# 2008 timberking b20 value



## Boogedy_Man (Apr 4, 2017)

Have a chance to buy one and wondering what it is worth. It has the computer controls, but the owner doesn't know how to use them. I'd not do much production work on it either, so they'd probably remain unused. Comes with 60 new woodmizer blades. It's got wear and tear, but I'm adept at simple machinery and after running it for a few hours Sunday I see no major problems that would impact my willingness to buy or warrant more than a minor reduction in price (a few stripped screws that Ill fix easily).

If one had to put a price on it, where would you be?

I know a new comparable mill would land me 25k give it take. Not to say a used mill is worth that, but in this area there are very few used bandmills. Hydro loading is a must for my use, so there aren't many options.

Any thoughts are welcome.


----------



## Boogedy_Man (Apr 6, 2017)

No takers?


----------



## Franny K (Apr 6, 2017)

I think a new 2000 would be more than the $25,000 you mention by the time it gets delivered. There is sawmill exchange and a sawmill trader websites. From what I understand the newest set works can work off the top or bottom. Until lately if you want a certain thickness you have to settle starting so that all cuts end up so it ends just right. Kind of silly to me as the log may still be bark side down.

PROBLEM 1: According to the sawmill thread, what comes with the mill besides the computer controls?

EXERCISE MATERIAL:
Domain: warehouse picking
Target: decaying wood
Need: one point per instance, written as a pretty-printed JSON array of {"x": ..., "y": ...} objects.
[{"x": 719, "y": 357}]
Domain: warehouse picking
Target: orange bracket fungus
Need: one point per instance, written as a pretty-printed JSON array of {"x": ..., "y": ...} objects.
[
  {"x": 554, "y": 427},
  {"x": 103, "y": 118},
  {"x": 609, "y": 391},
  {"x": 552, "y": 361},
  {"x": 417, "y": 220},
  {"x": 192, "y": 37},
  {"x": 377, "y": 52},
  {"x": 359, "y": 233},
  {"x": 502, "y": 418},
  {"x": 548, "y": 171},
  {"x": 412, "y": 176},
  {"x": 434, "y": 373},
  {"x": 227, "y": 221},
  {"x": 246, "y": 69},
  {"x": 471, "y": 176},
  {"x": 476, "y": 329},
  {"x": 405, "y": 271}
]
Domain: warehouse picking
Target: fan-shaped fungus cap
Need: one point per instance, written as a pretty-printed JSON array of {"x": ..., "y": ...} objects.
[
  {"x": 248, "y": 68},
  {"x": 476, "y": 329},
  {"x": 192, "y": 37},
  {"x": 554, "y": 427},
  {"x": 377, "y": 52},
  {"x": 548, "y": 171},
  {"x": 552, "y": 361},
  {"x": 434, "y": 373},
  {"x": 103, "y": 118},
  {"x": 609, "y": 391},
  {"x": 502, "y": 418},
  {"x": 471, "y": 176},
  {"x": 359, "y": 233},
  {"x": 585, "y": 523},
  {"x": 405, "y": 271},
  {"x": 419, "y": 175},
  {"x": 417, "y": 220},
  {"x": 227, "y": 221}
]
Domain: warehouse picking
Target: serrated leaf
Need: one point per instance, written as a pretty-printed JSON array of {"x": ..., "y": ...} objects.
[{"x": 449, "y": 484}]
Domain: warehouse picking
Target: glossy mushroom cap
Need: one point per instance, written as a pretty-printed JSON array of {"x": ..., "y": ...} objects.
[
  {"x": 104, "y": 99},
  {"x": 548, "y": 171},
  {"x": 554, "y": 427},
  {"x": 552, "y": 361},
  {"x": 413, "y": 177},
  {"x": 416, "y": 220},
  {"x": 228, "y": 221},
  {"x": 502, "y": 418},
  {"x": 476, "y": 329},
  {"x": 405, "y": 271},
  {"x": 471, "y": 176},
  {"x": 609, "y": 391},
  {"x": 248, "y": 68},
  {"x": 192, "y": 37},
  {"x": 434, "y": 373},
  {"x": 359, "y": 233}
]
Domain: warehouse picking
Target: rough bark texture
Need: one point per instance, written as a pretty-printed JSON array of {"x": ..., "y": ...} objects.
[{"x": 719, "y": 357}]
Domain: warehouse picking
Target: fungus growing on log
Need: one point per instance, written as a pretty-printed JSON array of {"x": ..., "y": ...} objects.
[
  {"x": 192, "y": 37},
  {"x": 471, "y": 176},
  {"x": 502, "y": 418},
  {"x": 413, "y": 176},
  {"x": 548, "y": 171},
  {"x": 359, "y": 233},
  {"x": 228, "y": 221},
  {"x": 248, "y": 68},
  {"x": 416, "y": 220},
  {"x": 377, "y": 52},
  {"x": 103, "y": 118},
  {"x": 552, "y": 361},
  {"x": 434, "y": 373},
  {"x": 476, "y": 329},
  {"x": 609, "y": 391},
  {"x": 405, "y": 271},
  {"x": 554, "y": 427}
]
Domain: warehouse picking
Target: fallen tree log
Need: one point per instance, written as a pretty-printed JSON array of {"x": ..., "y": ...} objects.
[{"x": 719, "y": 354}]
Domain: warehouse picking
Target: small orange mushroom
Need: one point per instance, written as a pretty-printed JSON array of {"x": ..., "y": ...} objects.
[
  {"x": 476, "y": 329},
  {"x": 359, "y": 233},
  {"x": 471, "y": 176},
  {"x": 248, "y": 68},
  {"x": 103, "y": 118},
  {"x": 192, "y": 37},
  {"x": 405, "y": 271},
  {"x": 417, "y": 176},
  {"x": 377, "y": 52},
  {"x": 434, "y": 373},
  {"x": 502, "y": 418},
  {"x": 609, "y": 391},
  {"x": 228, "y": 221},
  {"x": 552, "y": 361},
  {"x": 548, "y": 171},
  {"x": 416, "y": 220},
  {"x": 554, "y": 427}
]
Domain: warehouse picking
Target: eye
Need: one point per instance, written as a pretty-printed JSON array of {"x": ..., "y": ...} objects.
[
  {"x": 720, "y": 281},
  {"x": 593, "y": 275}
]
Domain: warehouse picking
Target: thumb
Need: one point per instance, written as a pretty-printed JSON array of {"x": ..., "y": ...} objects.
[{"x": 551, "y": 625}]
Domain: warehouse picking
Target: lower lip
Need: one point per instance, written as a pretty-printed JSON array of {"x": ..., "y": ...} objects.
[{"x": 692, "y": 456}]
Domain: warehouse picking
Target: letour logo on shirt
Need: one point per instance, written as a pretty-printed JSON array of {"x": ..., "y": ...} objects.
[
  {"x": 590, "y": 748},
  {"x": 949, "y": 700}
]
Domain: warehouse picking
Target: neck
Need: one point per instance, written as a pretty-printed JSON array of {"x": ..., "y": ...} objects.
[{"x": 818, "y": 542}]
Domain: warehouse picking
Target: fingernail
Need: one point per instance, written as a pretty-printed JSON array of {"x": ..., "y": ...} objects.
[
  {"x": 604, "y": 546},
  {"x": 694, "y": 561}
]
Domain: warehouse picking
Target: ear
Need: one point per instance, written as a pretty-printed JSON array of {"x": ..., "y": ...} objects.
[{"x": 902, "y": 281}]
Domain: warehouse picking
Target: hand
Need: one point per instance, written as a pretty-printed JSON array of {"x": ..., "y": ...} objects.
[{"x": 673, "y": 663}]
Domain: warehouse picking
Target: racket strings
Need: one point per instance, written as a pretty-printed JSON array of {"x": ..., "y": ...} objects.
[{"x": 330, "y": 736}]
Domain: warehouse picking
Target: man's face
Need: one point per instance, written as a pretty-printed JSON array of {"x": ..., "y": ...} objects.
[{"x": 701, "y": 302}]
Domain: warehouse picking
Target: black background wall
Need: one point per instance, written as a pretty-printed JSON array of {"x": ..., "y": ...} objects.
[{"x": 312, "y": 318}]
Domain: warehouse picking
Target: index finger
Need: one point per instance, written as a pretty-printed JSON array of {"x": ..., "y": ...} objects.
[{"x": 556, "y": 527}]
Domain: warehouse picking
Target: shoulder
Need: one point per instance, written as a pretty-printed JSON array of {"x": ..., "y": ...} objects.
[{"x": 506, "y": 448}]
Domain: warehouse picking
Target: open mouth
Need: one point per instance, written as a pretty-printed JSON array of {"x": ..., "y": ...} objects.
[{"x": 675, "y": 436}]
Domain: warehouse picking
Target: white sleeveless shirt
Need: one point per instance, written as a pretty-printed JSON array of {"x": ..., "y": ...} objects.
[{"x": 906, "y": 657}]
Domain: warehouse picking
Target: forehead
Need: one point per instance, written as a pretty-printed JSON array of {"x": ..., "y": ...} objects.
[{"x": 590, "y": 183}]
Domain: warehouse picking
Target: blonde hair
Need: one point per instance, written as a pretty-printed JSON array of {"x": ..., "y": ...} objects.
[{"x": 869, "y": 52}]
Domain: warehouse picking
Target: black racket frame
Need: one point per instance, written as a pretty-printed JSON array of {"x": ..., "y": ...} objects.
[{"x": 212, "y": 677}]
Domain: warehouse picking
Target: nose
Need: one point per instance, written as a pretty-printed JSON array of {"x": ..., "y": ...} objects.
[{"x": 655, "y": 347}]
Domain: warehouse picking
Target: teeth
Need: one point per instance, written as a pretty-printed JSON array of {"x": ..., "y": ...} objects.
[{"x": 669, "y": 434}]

PROBLEM 2: Count the lines in the listing that contain the string "black", treating case as significant, and give only the number.

CORRECT RESULT 1: Sixty new Woodmizer blades.

CORRECT RESULT 2: 2